• Task data:
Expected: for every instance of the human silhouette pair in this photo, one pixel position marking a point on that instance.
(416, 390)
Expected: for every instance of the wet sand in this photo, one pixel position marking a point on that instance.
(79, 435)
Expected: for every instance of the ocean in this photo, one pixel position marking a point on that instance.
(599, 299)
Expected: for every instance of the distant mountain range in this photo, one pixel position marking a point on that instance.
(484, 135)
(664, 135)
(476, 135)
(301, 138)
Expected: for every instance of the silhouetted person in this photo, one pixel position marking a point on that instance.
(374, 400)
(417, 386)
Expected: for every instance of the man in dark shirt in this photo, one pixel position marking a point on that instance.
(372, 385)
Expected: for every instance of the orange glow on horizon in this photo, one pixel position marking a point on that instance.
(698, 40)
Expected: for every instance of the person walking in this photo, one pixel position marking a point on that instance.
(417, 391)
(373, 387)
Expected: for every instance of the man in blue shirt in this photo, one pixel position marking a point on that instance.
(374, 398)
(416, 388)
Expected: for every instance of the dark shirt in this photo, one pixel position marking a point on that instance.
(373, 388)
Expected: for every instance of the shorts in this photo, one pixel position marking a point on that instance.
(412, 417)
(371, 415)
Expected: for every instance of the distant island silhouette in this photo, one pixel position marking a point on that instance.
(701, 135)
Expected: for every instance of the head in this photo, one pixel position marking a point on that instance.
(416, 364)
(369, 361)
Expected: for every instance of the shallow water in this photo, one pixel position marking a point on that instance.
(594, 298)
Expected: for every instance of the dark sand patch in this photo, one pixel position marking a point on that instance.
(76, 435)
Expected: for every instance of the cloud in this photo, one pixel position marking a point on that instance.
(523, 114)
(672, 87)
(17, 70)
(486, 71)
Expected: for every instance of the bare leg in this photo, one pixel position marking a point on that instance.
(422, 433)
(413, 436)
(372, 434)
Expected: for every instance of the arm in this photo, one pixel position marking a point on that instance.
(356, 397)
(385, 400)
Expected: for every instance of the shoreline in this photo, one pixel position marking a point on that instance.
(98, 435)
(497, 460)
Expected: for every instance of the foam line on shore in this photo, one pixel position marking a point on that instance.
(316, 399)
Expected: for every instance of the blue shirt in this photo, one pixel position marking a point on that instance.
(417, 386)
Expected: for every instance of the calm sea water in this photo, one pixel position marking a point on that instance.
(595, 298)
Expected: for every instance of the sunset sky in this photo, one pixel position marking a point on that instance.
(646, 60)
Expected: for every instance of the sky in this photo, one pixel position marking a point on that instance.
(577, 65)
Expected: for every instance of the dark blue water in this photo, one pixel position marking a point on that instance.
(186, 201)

• Directions:
Each line from the one with "Expected: for every instance of the foam" through the last line of the records must be written out word for word. Include nothing else.

• Solution to this problem:
Expected: for every instance of the foam line on shore in this photo, one pixel position marking a point on that instance.
(316, 399)
Expected: for every instance of the blue shirt in this photo, one pixel position marking a point on that instance.
(417, 386)
Expected: for every instance of the calm sea water in this photo, one pixel position marking a point on that instance.
(595, 298)
Expected: for every instance of the sunset sky in this photo, one pixel position marking a point on that instance.
(646, 60)
Expected: for every instance of the sky in this photo, one pixel position marking a point on that instance.
(577, 65)
Expected: for every instance of the dark blue water in this photo, one pixel position marking a point on that instance.
(186, 201)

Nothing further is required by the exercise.